• Exercise brief:
The records below are to be restated word for word; their pictures are not.

[Segmentation mask data]
-------------------------

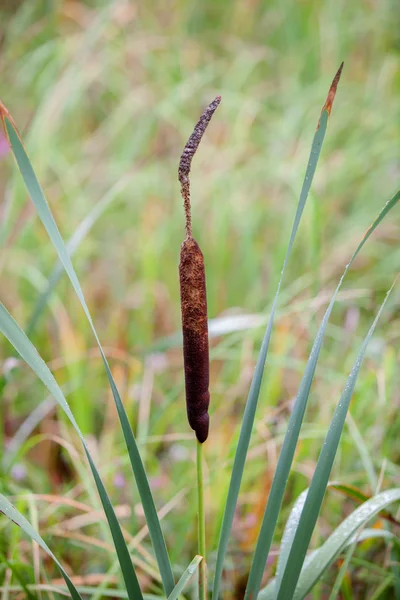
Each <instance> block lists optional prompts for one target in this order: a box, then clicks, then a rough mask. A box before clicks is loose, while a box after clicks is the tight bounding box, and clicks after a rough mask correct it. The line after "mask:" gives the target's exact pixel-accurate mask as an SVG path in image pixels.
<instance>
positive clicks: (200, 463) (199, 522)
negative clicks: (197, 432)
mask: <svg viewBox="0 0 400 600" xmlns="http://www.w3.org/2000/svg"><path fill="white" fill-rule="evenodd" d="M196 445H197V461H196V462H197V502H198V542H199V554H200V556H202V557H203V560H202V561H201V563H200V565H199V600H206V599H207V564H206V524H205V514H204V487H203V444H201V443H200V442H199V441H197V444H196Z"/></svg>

-------------------------

• Response to the exercise:
Each <instance> block lists optional prompts for one target in this order: a box, then clicks, then a rough mask. A box before clicks is loose, while a box after clicks is the tight bounding box, and clicks after a rough mask correct it. The line after "mask:" gives the target's exact pixel-accurate mask as an SVG path in image pixels.
<instance>
positive clicks: (200, 463) (199, 522)
negative clicks: (197, 432)
mask: <svg viewBox="0 0 400 600" xmlns="http://www.w3.org/2000/svg"><path fill="white" fill-rule="evenodd" d="M196 445H197V461H196V462H197V502H198V542H199V554H200V556H202V557H203V560H202V561H201V563H200V565H199V600H206V599H207V564H206V524H205V514H204V487H203V444H201V443H200V442H199V441H197V444H196Z"/></svg>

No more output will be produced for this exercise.